### GOAL
All entries below are to be set down again, identical to the source.

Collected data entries

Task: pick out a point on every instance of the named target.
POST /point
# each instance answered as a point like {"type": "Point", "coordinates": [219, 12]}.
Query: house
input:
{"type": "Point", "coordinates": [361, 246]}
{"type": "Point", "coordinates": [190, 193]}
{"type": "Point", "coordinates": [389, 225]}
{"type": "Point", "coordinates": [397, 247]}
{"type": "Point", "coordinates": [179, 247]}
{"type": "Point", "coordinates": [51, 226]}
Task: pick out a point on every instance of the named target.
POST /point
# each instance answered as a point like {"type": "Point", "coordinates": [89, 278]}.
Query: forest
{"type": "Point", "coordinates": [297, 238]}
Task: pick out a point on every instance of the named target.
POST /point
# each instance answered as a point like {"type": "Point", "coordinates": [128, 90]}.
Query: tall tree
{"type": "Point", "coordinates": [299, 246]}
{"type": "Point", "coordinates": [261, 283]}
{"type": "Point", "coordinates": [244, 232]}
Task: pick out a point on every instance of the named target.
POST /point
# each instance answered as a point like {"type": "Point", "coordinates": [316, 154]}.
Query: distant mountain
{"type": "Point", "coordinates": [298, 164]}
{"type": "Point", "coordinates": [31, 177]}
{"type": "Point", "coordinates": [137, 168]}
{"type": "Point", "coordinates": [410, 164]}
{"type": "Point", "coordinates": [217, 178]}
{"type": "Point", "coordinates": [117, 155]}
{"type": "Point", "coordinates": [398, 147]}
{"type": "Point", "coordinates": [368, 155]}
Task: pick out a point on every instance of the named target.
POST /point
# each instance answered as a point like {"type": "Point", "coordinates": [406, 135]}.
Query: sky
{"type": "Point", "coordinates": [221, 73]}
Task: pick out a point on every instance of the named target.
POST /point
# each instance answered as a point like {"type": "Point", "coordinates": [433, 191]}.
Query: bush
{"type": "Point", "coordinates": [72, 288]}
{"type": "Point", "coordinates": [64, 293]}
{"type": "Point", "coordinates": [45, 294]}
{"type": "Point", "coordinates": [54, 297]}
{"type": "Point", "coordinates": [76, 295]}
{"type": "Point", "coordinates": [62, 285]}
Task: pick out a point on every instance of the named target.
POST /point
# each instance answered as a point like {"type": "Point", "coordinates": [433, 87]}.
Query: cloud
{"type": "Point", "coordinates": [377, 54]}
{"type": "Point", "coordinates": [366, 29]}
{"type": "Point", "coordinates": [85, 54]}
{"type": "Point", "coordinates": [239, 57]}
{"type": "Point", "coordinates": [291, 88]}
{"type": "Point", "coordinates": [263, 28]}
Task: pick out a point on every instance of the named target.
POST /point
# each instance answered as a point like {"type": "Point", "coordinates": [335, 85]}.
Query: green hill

### EXERCISE RESULT
Task: pick out a point on every instance of the named target.
POST /point
# each instance answered as a point like {"type": "Point", "coordinates": [219, 12]}.
Query: house
input:
{"type": "Point", "coordinates": [361, 246]}
{"type": "Point", "coordinates": [190, 193]}
{"type": "Point", "coordinates": [389, 225]}
{"type": "Point", "coordinates": [397, 247]}
{"type": "Point", "coordinates": [179, 247]}
{"type": "Point", "coordinates": [51, 226]}
Task: pick out a point on every instance of the named target.
POST /point
# each instance answered as a point like {"type": "Point", "coordinates": [89, 278]}.
Query: forest
{"type": "Point", "coordinates": [297, 238]}
Task: pick out a point on every instance of the named target.
POST /point
# each instance answered as a point like {"type": "Point", "coordinates": [128, 90]}.
Query: tall tree
{"type": "Point", "coordinates": [299, 246]}
{"type": "Point", "coordinates": [261, 283]}
{"type": "Point", "coordinates": [244, 232]}
Task: pick out a point on every instance of the named target.
POST /point
# each instance answered as a point like {"type": "Point", "coordinates": [316, 154]}.
Query: distant mountain
{"type": "Point", "coordinates": [298, 164]}
{"type": "Point", "coordinates": [31, 177]}
{"type": "Point", "coordinates": [137, 168]}
{"type": "Point", "coordinates": [410, 164]}
{"type": "Point", "coordinates": [217, 178]}
{"type": "Point", "coordinates": [117, 155]}
{"type": "Point", "coordinates": [398, 147]}
{"type": "Point", "coordinates": [368, 155]}
Task: pick out a point on every instance of the named target.
POST /point
# each instance answered as a point like {"type": "Point", "coordinates": [406, 135]}.
Query: sky
{"type": "Point", "coordinates": [221, 73]}
Task: pick out a point on every instance of the named target.
POST /point
# each instance answered as a point like {"type": "Point", "coordinates": [433, 191]}.
Query: bush
{"type": "Point", "coordinates": [72, 288]}
{"type": "Point", "coordinates": [64, 293]}
{"type": "Point", "coordinates": [45, 294]}
{"type": "Point", "coordinates": [54, 297]}
{"type": "Point", "coordinates": [76, 295]}
{"type": "Point", "coordinates": [62, 285]}
Task: pick out a point on every instance of the named target.
POST /point
# each instance answered as a point like {"type": "Point", "coordinates": [433, 87]}.
Query: cloud
{"type": "Point", "coordinates": [377, 54]}
{"type": "Point", "coordinates": [366, 29]}
{"type": "Point", "coordinates": [85, 54]}
{"type": "Point", "coordinates": [239, 57]}
{"type": "Point", "coordinates": [291, 88]}
{"type": "Point", "coordinates": [263, 28]}
Task: pick out a point on every instance of the named target.
POST /point
# each instance answered as a point like {"type": "Point", "coordinates": [335, 85]}.
Query: green hill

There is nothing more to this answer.